**Exercise directions:** Update the following lines by changing "segmenter" to "labeling tool" throughout the material, with all other text left unchanged.

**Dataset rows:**
-- begin --
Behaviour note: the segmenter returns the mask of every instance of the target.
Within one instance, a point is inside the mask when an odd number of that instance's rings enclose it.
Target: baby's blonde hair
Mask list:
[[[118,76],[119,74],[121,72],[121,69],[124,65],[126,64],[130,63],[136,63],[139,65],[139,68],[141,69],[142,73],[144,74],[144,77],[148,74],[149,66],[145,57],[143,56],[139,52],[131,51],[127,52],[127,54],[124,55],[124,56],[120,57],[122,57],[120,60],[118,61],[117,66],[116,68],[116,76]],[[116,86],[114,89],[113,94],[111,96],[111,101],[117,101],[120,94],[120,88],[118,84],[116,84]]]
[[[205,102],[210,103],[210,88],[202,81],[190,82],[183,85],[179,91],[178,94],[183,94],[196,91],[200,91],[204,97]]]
-- end --
**Complete output:**
Behaviour note: the labeling tool returns the mask of every instance of the target.
Within one instance, a point is inside the mask when an odd number of that instance's rings enclose it.
Target: baby's blonde hair
Mask list:
[[[118,76],[119,74],[121,72],[121,69],[124,65],[126,64],[130,63],[136,63],[139,65],[139,68],[141,69],[142,73],[144,74],[144,77],[148,74],[149,66],[145,57],[143,56],[139,52],[131,51],[127,52],[127,54],[124,55],[124,56],[120,57],[122,57],[120,60],[118,61],[117,66],[116,68],[116,76]],[[116,86],[114,89],[113,94],[111,96],[111,101],[117,101],[120,94],[120,88],[118,84],[116,84]]]
[[[205,102],[210,103],[210,88],[202,81],[190,82],[183,85],[179,91],[178,94],[183,94],[196,91],[200,91],[204,97]]]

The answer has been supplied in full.